→ **EXERCISE**: Rewrite everything from the line containing "Can you find the window frame" down to the line containing "[[145, 416], [138, 408]]", swapping "Drop" for "Place" and leaving everything else unchanged. Return only those lines.

[START]

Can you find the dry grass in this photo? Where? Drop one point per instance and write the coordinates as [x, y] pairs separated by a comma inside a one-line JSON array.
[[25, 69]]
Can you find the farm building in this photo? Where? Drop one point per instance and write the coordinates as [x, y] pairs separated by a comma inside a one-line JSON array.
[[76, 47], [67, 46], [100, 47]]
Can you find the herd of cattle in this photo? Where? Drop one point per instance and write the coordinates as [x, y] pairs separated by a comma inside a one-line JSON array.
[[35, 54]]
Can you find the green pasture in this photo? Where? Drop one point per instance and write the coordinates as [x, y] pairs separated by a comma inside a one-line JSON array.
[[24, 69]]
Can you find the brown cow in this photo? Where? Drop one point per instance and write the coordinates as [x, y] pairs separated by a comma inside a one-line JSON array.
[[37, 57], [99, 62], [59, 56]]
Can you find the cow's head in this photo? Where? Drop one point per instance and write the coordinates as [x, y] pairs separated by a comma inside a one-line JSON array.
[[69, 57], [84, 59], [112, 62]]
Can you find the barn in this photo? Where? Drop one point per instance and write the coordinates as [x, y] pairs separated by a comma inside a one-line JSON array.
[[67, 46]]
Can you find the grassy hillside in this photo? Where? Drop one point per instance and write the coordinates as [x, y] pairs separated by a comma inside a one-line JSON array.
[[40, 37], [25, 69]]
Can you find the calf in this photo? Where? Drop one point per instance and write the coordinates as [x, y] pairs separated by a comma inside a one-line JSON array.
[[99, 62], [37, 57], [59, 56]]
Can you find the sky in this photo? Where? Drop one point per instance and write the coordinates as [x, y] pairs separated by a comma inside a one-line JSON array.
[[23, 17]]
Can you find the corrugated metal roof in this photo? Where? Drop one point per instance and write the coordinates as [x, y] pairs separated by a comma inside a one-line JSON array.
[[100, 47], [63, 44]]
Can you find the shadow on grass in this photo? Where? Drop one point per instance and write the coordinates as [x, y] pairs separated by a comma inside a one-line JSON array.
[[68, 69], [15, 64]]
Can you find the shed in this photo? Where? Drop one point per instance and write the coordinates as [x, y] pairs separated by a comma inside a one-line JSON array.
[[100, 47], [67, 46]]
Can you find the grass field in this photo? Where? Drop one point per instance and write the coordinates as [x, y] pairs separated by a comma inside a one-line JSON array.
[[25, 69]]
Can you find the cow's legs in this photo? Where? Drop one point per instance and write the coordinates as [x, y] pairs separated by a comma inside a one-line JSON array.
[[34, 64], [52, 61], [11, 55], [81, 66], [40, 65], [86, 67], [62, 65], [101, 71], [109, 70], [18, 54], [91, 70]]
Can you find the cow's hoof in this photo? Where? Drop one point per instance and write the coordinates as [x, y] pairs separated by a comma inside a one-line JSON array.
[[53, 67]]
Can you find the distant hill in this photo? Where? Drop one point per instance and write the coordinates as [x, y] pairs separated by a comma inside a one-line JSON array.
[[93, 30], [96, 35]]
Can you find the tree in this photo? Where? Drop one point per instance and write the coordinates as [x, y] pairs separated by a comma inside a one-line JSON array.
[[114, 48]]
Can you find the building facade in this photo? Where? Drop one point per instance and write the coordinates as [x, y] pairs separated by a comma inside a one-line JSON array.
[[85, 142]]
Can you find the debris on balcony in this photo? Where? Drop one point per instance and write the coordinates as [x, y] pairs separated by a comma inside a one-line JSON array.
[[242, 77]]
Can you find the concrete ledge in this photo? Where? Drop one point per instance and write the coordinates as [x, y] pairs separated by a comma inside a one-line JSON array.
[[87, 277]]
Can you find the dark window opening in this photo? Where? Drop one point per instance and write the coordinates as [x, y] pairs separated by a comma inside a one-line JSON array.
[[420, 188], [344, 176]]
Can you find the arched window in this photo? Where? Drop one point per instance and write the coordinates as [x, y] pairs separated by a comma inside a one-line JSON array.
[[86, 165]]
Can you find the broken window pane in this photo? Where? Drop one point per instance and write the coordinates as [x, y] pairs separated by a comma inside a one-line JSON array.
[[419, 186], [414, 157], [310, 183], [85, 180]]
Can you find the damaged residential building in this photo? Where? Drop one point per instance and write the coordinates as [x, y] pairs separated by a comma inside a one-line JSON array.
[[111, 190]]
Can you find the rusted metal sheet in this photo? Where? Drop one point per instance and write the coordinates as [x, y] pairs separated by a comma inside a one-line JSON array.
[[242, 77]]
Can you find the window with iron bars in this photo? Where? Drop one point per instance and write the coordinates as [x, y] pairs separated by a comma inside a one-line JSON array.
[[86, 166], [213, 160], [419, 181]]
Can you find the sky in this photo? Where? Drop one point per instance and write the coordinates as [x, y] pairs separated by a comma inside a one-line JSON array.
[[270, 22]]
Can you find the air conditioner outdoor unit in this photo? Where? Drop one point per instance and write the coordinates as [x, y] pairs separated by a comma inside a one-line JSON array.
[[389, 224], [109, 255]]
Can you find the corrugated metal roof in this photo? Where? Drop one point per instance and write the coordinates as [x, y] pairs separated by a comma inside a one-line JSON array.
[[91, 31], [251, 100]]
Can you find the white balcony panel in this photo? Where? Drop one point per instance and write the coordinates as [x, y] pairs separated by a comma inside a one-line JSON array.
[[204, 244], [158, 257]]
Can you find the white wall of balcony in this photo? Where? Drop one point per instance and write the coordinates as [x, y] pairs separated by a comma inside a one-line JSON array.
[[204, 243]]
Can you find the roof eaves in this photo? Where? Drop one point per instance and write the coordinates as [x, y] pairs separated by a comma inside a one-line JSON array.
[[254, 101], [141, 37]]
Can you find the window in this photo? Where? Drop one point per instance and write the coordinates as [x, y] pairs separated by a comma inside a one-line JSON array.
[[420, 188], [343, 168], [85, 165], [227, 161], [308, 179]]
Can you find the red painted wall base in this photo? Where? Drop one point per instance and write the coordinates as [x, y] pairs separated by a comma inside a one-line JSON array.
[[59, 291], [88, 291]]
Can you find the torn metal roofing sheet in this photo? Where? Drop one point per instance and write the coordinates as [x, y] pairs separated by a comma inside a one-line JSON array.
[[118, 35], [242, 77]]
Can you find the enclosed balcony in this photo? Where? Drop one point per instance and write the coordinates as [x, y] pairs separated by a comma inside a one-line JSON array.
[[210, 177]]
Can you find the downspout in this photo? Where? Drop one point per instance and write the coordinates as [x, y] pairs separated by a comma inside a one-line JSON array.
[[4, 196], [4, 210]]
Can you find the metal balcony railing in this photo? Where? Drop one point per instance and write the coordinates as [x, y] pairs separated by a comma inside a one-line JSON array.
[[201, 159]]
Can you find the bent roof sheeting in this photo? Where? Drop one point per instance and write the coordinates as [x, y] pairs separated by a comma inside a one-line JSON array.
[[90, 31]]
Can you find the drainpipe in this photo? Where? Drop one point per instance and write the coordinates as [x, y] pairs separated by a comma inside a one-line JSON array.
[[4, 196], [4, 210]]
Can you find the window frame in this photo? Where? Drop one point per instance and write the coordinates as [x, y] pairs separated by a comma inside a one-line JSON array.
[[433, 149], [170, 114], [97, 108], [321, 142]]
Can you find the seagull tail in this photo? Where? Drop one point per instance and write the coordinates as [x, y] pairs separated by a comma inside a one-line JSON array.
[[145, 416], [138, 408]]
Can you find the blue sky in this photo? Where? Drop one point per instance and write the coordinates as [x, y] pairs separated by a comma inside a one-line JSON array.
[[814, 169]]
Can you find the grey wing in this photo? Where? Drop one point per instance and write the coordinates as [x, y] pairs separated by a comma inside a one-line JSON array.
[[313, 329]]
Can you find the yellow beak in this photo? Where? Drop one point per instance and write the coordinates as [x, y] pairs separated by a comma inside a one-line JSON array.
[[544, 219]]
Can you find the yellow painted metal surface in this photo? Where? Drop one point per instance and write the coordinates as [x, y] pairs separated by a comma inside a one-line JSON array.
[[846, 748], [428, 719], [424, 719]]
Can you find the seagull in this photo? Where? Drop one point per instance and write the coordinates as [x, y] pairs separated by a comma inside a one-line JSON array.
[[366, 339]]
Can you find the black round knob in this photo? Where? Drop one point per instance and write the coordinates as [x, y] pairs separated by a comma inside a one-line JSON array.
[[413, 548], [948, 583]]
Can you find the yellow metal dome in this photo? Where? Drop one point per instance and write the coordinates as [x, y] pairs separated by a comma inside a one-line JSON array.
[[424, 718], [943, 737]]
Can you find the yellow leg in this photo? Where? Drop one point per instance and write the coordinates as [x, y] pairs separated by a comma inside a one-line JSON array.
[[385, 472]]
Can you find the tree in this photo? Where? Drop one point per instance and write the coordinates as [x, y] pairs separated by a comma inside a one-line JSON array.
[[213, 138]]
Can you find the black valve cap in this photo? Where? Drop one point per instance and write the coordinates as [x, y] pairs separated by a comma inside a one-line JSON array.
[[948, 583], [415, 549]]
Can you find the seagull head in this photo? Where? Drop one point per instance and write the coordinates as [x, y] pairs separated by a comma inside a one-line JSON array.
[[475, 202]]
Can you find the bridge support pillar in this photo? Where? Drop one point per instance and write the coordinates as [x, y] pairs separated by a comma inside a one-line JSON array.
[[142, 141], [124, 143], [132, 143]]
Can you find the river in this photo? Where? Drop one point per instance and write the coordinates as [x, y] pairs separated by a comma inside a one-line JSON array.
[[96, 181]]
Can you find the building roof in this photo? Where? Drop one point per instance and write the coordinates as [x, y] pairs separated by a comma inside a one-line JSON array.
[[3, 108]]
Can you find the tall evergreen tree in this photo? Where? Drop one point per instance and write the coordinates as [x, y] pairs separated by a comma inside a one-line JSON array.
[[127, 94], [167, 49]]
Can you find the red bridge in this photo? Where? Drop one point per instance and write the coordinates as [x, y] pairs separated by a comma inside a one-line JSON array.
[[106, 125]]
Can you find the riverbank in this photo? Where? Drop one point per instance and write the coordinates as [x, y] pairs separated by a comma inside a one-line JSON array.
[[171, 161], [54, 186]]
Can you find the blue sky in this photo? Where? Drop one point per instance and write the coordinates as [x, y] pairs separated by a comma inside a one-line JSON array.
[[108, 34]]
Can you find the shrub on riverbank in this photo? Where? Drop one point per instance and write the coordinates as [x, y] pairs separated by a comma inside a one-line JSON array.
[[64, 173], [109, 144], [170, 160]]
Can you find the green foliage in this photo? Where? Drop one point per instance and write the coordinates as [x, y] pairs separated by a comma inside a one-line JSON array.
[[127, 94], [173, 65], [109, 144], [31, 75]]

[END]

→ **ANSWER TO THIS TASK**:
Can you find the window frame in this photo? Where? Place one point per instance and write the coordinates as [x, y] pairs separated by a comma inside a one-line JSON array.
[[433, 149], [170, 114], [97, 108], [321, 142]]
Can you find the seagull tail in this photo? Where? Place one point per instance and write the coordinates as [x, y] pairs separated by a comma inside a one-line JSON array.
[[145, 416], [138, 408]]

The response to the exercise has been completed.